# [What you need to do]
Using the data below, repeat all of it precisely.

>> Start Input rows

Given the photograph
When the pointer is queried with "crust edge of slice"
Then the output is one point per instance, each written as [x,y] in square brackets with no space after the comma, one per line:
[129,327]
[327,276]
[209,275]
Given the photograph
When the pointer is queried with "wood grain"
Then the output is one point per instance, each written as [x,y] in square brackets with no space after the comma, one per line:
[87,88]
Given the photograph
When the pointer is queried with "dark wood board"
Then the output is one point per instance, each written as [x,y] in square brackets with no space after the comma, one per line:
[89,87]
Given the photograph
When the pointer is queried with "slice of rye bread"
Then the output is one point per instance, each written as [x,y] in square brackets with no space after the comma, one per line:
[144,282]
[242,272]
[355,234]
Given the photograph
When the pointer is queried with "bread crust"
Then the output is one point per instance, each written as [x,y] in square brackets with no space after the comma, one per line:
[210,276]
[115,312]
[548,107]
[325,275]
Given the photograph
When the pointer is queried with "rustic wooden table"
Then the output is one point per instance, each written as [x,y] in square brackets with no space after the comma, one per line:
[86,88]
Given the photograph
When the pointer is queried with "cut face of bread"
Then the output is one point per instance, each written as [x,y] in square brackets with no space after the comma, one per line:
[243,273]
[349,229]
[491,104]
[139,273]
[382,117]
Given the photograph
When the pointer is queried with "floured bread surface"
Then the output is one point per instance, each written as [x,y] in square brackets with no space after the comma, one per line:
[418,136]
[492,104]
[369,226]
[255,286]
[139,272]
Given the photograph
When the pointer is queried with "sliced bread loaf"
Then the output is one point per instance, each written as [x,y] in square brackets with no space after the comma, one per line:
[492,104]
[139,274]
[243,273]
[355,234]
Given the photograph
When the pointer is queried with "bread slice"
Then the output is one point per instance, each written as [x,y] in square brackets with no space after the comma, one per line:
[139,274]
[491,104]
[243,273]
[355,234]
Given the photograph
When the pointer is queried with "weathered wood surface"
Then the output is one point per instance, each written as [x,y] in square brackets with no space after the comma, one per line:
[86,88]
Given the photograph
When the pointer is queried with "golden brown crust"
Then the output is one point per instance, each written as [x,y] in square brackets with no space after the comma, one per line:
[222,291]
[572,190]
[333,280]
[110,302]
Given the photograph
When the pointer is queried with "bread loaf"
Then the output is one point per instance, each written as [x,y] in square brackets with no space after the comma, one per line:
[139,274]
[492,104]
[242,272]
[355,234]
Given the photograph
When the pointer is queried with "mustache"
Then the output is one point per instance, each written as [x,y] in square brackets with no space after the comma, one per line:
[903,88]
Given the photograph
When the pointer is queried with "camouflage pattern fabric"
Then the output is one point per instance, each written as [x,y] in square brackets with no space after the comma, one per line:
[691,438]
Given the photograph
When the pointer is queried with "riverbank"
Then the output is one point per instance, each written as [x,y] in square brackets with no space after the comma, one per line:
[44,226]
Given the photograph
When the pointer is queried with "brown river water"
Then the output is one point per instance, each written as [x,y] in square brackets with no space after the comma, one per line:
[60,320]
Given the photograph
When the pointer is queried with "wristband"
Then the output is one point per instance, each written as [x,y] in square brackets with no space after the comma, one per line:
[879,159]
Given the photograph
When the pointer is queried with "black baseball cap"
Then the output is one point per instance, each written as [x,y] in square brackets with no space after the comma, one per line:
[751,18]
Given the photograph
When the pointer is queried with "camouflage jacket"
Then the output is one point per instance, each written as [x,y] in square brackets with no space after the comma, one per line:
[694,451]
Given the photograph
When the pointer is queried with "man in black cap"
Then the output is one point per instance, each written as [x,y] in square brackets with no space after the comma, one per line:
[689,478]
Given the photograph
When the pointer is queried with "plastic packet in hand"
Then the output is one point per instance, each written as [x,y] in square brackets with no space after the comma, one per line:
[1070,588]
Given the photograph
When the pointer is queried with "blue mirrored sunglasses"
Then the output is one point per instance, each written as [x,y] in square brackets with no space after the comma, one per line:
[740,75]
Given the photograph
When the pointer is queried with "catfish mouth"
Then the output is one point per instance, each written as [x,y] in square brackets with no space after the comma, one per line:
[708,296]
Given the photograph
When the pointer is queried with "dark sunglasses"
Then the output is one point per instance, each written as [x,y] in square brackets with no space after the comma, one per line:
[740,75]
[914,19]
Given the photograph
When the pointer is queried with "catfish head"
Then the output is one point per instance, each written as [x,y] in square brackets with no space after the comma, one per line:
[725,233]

>> End Input rows

# [Complete response]
Given the photograph
When the pointer is queried with "crust edge of slice"
Then the output is one point per instance, each written as [x,y] in square brackets with no space after the comma, one per line:
[129,327]
[327,276]
[209,275]
Given the photograph
When the pointer is queried with "wood grain"
Then the output is one point per instance, each written as [x,y] in square brackets with no space after the comma, one per line:
[87,88]
Given the photograph
When the pointer is queried with "dark wood board"
Then the output is one point per instance, each written as [x,y] in square brackets with no space after the comma, one per line:
[89,87]
Given the photograph
When the pointer is queried with "slice of rye bread"
Then the output is one point per instance, each written as [x,y] in square brackets with no space after the comma, one per line:
[144,282]
[242,272]
[355,234]
Given the photograph
When the pointer is queried with "bread crust"
Then the output is one point per instance, each written as [x,y] in square brackets with no space after the comma, one per line:
[210,276]
[115,312]
[548,107]
[325,275]
Given the photograph
When the pointer is queried with "rustic wooden table"
Then the output is one point per instance, each written as [x,y] in square brackets with no space after the comma, one per line:
[86,88]
Given the photograph
When the pointer is queried with "cut face of bread"
Then the output is one point per instance, each written as [x,y] in square brackets with no space after the comma, one per line:
[243,273]
[349,229]
[491,104]
[139,273]
[382,117]
Given the photograph
When the pointer is queried with "floured bread surface"
Then the output is one point per instance, each written as [x,y] in square brackets with no space after the comma, one per line:
[418,136]
[492,104]
[369,226]
[255,286]
[139,272]
Given the photograph
When the pointer is queried with "sliced bread loaf"
Then the output is one point per instance, each written as [x,y] in square brackets with no space after the comma, one per line:
[492,104]
[139,274]
[243,273]
[355,234]
Given the photograph
When the pointer is queried with "bread slice"
Then the output is one point per instance, each written as [x,y] in square brackets with no space after the comma, one per line:
[139,274]
[491,104]
[243,273]
[355,234]
Given the photograph
When the pointer is queried with "weathered wood surface"
Then the output is one point per instance, each written as [x,y] in square brackets with no space after the comma, one per line:
[86,88]
Given the photograph
When the pointer is queried with "golden brown crust"
Then the output is one point per instance, each written as [x,y] in square brackets with no space after the comma, one per line:
[222,291]
[572,190]
[333,280]
[110,302]
Given the photograph
When the pointer is queried with "bread loaf"
Then the output is one point per instance, each written as [x,y] in square brackets with no space after the comma, one per line:
[139,274]
[492,104]
[242,272]
[355,234]
Given the photograph
When the pointer is queried with "mustache"
Then the output is one point per instance, each written as [x,y] in square brackets with no space after the comma, one per line:
[903,88]
Given the photograph
When the pointer is queried with "camouflage pattern fabric"
Then the output is one point per instance, each written as [x,y] in square brackets with no space after the comma, one per line:
[691,438]
Given the photograph
When the pointer is queried with "riverbank"
Then the output is one point per instance, each written as [x,y] in square brackets with no space after the comma, one per line:
[44,226]
Given the photograph
When the pointer is queried with "brown river water"
Then the output is one point per instance, each written as [x,y] in square brackets with no space after the comma, one per line:
[60,320]
Given the photograph
When the pointer is queried with "wristband"
Then the output is one point per instance, each written as [x,y] in square brackets with no space after the comma, one per line:
[879,159]
Given the photograph
When the pointer is queried with "black baseball cap"
Then the output is one point per instance, each written as [x,y] in square brackets with no space after the comma, one per line:
[751,18]
Given the photograph
When the pointer is queried with "camouflage jacket"
Then the output is one point per instance, each written as [x,y] in square brackets with no space after the comma, one per line:
[694,451]
Given the photograph
When the pointer is queried with "man in black cap"
Then the output is one point per instance, each written as [x,y] in square brackets with no space after the comma, one per line:
[689,478]
Given the photograph
When the pointer is queried with "plastic packet in hand"
Then the output is one point per instance, each written as [x,y] in square brackets with no space after the comma, one per line:
[1070,588]
Given the photograph
When the pointer is queried with "blue mirrored sunglasses"
Then the output is one point per instance, each written as [x,y] in square brackets with no space after the comma, one per line:
[740,75]
Given the photograph
When the pointer is queried with "catfish mouth"
Then the output is one point per instance, each written as [x,y] in square brackets with no space after the comma, one per line:
[708,296]
Given the photograph
When the pointer is queried with "dark sunglasses"
Then the output is one point per instance, each written as [x,y] in square brackets with no space after the comma, one per line:
[740,75]
[914,19]
Given the photograph
When the pointer is queried with "catfish head"
Then the output is one point per instance, each written as [x,y] in square brackets with no space after the comma, one per line:
[725,233]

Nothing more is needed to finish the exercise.